===== DATASET EXTRACT =====
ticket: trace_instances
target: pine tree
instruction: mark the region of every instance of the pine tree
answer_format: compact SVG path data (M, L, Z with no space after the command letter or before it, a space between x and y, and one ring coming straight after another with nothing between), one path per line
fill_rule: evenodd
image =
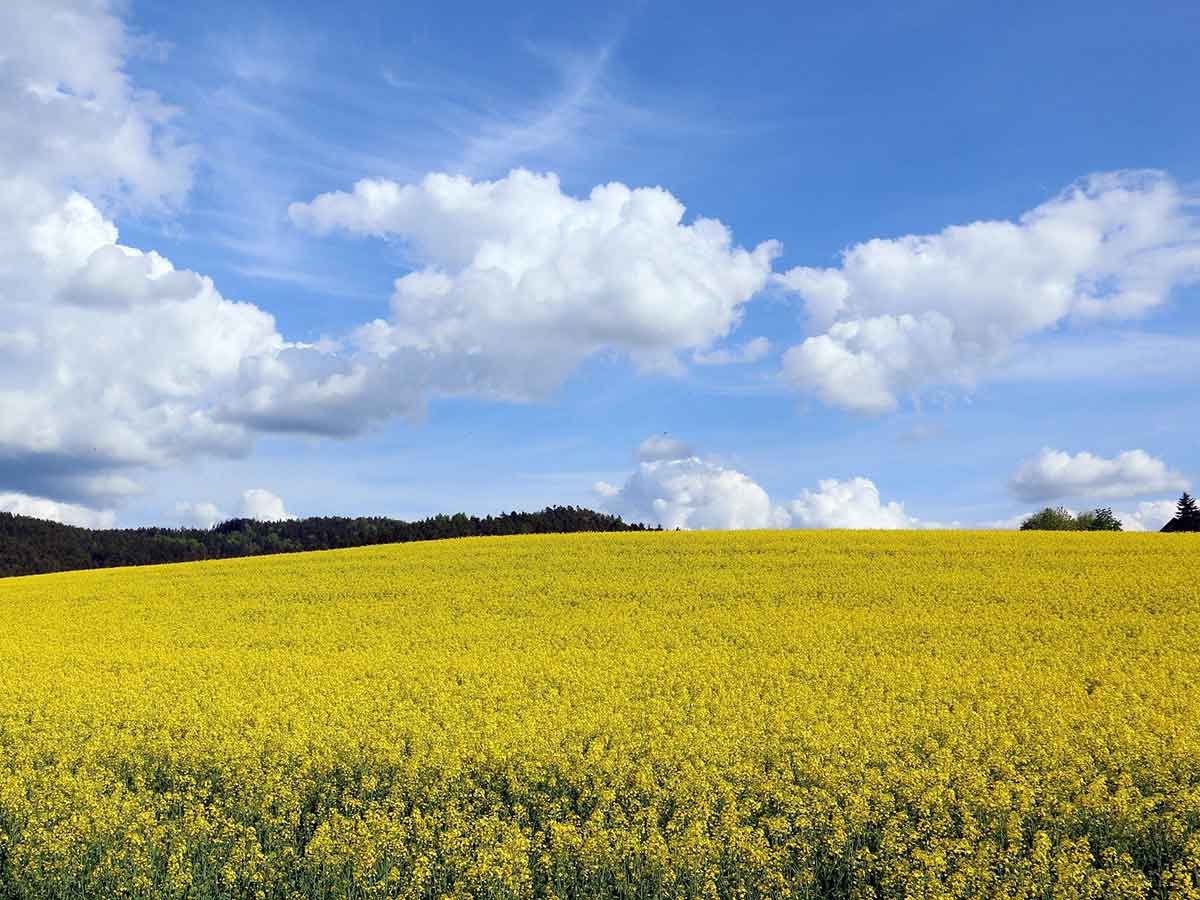
M1200 532L1200 508L1187 491L1175 505L1175 518L1163 526L1164 532Z
M1196 506L1195 499L1187 491L1180 498L1180 502L1175 504L1175 509L1178 510L1175 517L1182 521L1184 524L1192 526L1187 530L1200 530L1200 506Z

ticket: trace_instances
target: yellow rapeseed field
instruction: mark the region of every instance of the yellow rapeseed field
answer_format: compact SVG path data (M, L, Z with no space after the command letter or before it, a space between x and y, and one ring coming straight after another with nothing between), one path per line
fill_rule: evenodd
M0 581L2 898L1200 898L1200 541Z

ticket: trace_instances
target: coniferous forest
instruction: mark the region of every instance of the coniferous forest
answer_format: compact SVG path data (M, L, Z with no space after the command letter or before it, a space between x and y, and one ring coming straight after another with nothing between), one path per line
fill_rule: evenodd
M619 516L582 506L498 516L438 515L418 522L380 516L320 516L260 522L232 518L212 528L92 529L0 512L0 577L116 565L186 563L196 559L337 550L439 538L572 532L642 532Z

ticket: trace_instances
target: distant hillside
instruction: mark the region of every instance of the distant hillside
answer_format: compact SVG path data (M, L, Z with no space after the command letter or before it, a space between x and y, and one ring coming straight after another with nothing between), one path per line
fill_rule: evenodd
M628 524L619 516L580 506L547 506L540 512L503 512L485 518L458 512L419 522L378 516L325 516L284 522L232 518L211 529L103 530L0 512L0 577L116 565L228 559L302 550L335 550L438 538L644 530L649 529L643 524Z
=====
Reproduce every row above word for word, omitting the picture.

§ EXPECTED ANSWER
ticket: trace_instances
target: pine tree
instruction: mark the region of every instance of the pine tree
answer_format: compact SVG path data (M, L, Z with no space after the command letter or before it, a space between x and y, and one ring coming straight after another with nothing between), one path per line
fill_rule: evenodd
image =
M1200 532L1200 508L1187 491L1175 505L1175 518L1163 526L1164 532Z
M1196 506L1195 499L1187 491L1180 498L1180 502L1175 504L1175 509L1178 510L1175 517L1182 521L1184 524L1192 526L1187 530L1200 530L1200 506Z

ticket: trace_instances
target: yellow rapeseed field
instruction: mark the region of every instance of the yellow rapeseed field
answer_format: compact SVG path data (M, L, Z with no space after the command letter or before it, a space between x and y, and one ring coming straight after another with nothing between), one path per line
fill_rule: evenodd
M0 581L2 898L1200 898L1200 541Z

ticket: trace_instances
target: coniferous forest
instruction: mark the region of every instance of the coniferous forest
answer_format: compact SVG path data (M, L, Z with no space after the command letter or before it, a space between x and y, and one ring coming straight after another with nothing between), one path per line
fill_rule: evenodd
M619 516L582 506L498 516L438 515L418 522L380 516L320 516L260 522L232 518L212 528L92 529L0 512L0 577L116 565L186 563L196 559L337 550L439 538L572 532L642 532Z

ticket: trace_instances
target: distant hillside
instruction: mark the region of every instance of the distant hillside
answer_format: compact SVG path data (M, L, Z with no space after the command letter or before it, a space between x and y, and one ring coming straight after another with nothing between), one path per line
fill_rule: evenodd
M628 524L619 516L580 506L547 506L540 512L503 512L485 518L458 512L419 522L378 516L325 516L284 522L232 518L211 529L103 530L0 512L0 577L116 565L228 559L302 550L335 550L438 538L644 530L649 529L643 524Z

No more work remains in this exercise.